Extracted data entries
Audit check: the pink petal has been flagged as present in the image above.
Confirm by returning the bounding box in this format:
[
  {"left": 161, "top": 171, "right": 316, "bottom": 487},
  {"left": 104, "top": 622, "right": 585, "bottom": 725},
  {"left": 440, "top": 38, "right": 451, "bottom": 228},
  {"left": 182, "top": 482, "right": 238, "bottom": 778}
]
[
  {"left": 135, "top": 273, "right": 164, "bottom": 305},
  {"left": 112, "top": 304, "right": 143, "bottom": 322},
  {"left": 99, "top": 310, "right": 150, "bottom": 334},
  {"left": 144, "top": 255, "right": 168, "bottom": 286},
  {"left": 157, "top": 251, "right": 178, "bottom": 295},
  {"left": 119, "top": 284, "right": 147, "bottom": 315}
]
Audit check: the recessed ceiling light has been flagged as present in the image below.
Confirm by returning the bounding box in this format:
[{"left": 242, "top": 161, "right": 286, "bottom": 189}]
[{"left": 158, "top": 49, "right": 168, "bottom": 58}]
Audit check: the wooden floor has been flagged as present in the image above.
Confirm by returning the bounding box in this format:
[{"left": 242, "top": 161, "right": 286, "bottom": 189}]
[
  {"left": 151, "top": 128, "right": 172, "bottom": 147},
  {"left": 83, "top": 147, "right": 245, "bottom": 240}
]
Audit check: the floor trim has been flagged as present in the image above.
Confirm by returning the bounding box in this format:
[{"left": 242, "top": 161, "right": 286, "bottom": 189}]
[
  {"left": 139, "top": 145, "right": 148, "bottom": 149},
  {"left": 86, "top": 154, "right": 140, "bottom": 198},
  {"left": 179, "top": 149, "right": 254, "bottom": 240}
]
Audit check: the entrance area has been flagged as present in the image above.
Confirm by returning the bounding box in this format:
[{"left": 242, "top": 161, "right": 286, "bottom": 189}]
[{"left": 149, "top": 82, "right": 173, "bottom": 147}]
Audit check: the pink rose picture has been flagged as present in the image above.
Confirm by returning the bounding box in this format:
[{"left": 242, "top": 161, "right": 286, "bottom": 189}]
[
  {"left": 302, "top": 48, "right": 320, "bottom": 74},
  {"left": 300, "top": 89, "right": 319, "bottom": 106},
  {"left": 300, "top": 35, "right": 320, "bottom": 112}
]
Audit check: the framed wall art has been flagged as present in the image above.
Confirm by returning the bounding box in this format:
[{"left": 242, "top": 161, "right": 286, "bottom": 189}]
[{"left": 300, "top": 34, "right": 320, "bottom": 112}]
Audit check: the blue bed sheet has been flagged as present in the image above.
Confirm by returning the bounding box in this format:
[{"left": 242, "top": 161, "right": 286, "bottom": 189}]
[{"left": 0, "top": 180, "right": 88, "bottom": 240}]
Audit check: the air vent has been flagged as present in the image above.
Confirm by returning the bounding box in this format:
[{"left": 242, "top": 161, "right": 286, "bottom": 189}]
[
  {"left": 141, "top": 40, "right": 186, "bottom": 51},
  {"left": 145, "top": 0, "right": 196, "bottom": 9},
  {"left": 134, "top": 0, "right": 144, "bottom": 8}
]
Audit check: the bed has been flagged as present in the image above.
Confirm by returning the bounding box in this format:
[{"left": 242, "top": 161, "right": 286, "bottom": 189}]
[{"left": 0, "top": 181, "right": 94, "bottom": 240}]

• [Your goal]: Transcribe, exactly and completely, all of the entries.

• [Final answer]:
Audit check: the pink petal has been flagged as present in the image above.
Confirm by returning the bounding box in this format:
[
  {"left": 161, "top": 171, "right": 316, "bottom": 487},
  {"left": 104, "top": 622, "right": 585, "bottom": 725},
  {"left": 440, "top": 38, "right": 451, "bottom": 228},
  {"left": 182, "top": 482, "right": 238, "bottom": 778}
]
[
  {"left": 135, "top": 273, "right": 164, "bottom": 305},
  {"left": 112, "top": 304, "right": 143, "bottom": 322},
  {"left": 99, "top": 310, "right": 150, "bottom": 334},
  {"left": 144, "top": 255, "right": 168, "bottom": 286},
  {"left": 157, "top": 251, "right": 178, "bottom": 295},
  {"left": 119, "top": 284, "right": 147, "bottom": 315}
]
Audit check: the recessed ceiling light has been flagged as present in the image below.
Confirm by returning the bounding box in this format:
[{"left": 242, "top": 161, "right": 286, "bottom": 189}]
[{"left": 158, "top": 49, "right": 168, "bottom": 58}]
Audit check: the wooden floor has been flagged as present in the image above.
Confirm by returning the bounding box in this format:
[{"left": 242, "top": 161, "right": 286, "bottom": 189}]
[
  {"left": 151, "top": 128, "right": 172, "bottom": 147},
  {"left": 83, "top": 147, "right": 245, "bottom": 240}
]
Audit check: the floor trim has been flagged as present in the image above.
Confirm by returning the bounding box in this format:
[{"left": 242, "top": 161, "right": 286, "bottom": 189}]
[
  {"left": 139, "top": 145, "right": 148, "bottom": 149},
  {"left": 86, "top": 154, "right": 140, "bottom": 198},
  {"left": 179, "top": 149, "right": 254, "bottom": 240}
]
Audit check: the entrance area has been flagged as present in the image above.
Confirm by returning the bounding box in this format:
[{"left": 242, "top": 161, "right": 286, "bottom": 189}]
[{"left": 149, "top": 82, "right": 173, "bottom": 147}]
Audit check: the pink rose picture has been flagged as present in the image above.
Confirm by returning the bounding box in this format:
[{"left": 242, "top": 161, "right": 286, "bottom": 189}]
[
  {"left": 302, "top": 48, "right": 320, "bottom": 74},
  {"left": 300, "top": 89, "right": 319, "bottom": 106},
  {"left": 300, "top": 35, "right": 320, "bottom": 112}
]
Audit check: the framed wall art has been flagged as present in the image above.
Confirm by returning the bounding box in this format:
[{"left": 242, "top": 161, "right": 286, "bottom": 189}]
[{"left": 300, "top": 34, "right": 320, "bottom": 112}]
Audit check: the blue bed sheet has been flagged as present in the image above.
Confirm by returning the bounding box in this format:
[{"left": 242, "top": 161, "right": 286, "bottom": 189}]
[{"left": 0, "top": 180, "right": 88, "bottom": 240}]
Audit check: the air vent has been flagged as present in the image above.
Confirm by returning the bounding box in this format:
[{"left": 242, "top": 161, "right": 286, "bottom": 189}]
[
  {"left": 141, "top": 40, "right": 186, "bottom": 51},
  {"left": 145, "top": 0, "right": 196, "bottom": 9},
  {"left": 134, "top": 0, "right": 144, "bottom": 8}
]
Audit check: the bed has been flagged as present in the image above.
Confirm by returning the bounding box in this format:
[{"left": 242, "top": 161, "right": 286, "bottom": 189}]
[{"left": 0, "top": 181, "right": 94, "bottom": 240}]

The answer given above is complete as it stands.